▶ **What to work on**
Rewrite the lines that begin at the one containing "Could you point out the shop" and stop at the end of the items, changing "snowy" to "snow-covered" wherever it appears and leaving everything else unchanged.

▶ **Material to process**
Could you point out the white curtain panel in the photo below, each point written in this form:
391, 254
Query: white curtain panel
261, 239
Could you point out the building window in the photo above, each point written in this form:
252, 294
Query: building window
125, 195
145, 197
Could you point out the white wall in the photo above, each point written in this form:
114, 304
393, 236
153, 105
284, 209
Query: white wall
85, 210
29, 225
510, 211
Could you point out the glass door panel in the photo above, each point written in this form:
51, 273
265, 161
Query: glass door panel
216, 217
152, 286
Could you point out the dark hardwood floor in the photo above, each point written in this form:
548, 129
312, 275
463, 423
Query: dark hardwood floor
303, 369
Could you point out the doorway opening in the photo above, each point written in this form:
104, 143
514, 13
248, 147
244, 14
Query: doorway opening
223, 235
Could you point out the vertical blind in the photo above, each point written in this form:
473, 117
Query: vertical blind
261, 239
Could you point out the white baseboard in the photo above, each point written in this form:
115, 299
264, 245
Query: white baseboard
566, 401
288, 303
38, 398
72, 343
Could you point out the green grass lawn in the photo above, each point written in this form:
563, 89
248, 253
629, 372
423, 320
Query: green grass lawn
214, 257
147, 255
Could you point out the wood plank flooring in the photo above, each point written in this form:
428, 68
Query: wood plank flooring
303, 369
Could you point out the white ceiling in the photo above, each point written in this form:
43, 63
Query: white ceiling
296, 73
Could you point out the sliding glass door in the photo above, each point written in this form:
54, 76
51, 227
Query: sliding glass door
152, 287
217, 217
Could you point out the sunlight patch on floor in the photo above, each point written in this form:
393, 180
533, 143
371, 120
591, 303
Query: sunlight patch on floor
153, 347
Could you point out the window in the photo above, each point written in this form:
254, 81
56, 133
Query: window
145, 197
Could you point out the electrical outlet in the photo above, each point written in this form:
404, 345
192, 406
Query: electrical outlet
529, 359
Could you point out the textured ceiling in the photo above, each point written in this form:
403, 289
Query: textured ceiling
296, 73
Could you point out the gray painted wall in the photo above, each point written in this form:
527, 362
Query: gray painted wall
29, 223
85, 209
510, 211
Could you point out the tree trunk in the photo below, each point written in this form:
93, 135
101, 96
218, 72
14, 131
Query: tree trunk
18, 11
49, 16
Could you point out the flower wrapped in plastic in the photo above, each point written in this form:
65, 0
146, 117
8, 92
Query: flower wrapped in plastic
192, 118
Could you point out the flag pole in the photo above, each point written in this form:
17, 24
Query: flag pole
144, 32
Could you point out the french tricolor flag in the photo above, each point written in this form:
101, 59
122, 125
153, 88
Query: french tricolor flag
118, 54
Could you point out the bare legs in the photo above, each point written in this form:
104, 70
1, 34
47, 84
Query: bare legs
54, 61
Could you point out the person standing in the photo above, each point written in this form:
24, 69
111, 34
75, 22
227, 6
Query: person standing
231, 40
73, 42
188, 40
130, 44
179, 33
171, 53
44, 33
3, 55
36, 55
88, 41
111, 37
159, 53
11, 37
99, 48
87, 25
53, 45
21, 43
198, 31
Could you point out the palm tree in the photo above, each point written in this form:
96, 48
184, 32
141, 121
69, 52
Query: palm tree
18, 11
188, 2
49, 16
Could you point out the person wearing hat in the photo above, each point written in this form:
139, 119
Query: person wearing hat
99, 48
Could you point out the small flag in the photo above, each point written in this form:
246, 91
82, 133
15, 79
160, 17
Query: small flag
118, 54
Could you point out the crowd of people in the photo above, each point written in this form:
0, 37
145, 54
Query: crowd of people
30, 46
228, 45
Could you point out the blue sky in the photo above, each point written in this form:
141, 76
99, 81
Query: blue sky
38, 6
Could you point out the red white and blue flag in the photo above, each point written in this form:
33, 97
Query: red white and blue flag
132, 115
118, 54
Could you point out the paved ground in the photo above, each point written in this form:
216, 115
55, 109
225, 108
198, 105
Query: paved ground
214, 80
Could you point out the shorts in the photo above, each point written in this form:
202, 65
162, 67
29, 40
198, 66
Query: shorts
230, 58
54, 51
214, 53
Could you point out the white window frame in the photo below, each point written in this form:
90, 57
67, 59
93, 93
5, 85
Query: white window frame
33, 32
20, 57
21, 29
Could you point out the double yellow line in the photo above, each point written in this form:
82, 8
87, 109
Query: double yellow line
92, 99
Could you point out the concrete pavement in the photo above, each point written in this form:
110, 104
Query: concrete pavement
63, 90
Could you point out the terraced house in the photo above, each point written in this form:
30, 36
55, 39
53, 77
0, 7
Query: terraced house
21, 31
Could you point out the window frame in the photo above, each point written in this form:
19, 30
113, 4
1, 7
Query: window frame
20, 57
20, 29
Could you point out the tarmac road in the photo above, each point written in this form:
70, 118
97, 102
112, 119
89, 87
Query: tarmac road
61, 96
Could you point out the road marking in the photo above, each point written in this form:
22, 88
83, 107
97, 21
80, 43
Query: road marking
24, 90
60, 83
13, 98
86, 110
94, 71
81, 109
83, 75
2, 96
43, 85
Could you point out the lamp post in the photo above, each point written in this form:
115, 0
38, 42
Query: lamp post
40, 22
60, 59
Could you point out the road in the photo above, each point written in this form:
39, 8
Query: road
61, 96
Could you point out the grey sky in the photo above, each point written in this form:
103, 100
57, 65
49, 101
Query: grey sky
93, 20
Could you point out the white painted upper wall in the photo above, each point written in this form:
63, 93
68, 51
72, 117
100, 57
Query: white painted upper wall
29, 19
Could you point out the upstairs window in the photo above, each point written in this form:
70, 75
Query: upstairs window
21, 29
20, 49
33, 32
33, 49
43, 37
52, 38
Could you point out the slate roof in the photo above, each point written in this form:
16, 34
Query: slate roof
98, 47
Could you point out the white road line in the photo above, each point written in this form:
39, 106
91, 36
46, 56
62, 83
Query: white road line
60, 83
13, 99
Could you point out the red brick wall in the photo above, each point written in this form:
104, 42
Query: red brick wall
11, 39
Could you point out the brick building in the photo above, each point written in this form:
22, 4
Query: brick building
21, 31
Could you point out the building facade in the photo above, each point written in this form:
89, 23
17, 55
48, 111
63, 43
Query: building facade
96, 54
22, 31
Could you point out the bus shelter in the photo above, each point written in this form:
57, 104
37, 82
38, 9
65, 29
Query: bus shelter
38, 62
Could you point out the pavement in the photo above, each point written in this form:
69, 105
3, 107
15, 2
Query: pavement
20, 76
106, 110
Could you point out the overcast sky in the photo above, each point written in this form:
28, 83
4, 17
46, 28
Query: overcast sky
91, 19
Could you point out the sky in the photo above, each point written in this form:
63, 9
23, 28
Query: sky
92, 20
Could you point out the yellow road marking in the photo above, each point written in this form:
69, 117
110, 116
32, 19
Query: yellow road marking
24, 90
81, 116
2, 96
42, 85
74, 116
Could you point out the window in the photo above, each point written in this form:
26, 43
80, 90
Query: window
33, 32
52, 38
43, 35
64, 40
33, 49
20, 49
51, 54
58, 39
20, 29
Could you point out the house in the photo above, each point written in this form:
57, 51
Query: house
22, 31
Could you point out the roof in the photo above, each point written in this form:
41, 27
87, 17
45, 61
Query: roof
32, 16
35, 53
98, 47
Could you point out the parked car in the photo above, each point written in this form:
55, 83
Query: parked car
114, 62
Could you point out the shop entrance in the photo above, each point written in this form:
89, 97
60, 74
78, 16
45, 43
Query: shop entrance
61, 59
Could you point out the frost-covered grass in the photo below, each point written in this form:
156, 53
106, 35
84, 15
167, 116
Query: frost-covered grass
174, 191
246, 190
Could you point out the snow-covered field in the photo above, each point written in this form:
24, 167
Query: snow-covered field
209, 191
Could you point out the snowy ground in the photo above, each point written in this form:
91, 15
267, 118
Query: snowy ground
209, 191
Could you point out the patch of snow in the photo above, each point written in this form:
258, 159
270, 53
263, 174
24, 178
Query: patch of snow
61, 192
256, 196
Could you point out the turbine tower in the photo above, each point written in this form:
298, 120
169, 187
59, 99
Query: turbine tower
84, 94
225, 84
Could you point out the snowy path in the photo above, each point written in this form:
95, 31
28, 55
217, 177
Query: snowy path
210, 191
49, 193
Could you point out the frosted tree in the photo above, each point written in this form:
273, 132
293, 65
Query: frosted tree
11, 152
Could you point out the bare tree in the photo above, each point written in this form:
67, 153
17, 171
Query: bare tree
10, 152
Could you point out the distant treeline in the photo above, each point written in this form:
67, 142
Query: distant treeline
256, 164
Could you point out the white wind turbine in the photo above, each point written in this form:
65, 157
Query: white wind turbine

▶ **Task result**
Could you point out the shop entrance in the photo above, each point written in this form:
89, 97
60, 74
78, 16
45, 43
Query: shop entrance
61, 59
Could you point out the frost-covered grass in the photo below, each point written in this form:
156, 53
106, 35
84, 15
167, 116
Query: frost-covered grass
174, 191
246, 190
Could you point out the snow-covered field in the photo above, each point written in this form:
24, 167
Query: snow-covered field
209, 191
Could you point out the snow-covered ground in the photo above, each point written in this form:
91, 15
267, 118
Query: snow-covered ground
209, 191
Could you point out the patch of snow in the photo above, each point written in this form:
258, 159
270, 53
263, 174
24, 178
Query: patch of snow
61, 192
256, 196
Could you point out the turbine tower in the photo above, each point written in this form:
298, 120
169, 187
59, 99
Query: turbine tower
84, 94
225, 84
Could you point out the snow-covered path in the photo above, each point written in this form:
95, 31
28, 55
217, 177
Query: snow-covered path
210, 191
49, 193
Could you point out the frosted tree in the photo above, each point written in this form:
273, 132
293, 65
Query: frosted tree
11, 152
Could you point out the bare tree in the photo above, each point written in this form:
67, 153
17, 171
Query: bare tree
10, 152
Could you point out the distant treeline in the photo above, each point written in this form:
67, 142
Query: distant treeline
256, 164
Could you point out the white wind turbine in the photo above, each point written in this form:
65, 157
Query: white wind turbine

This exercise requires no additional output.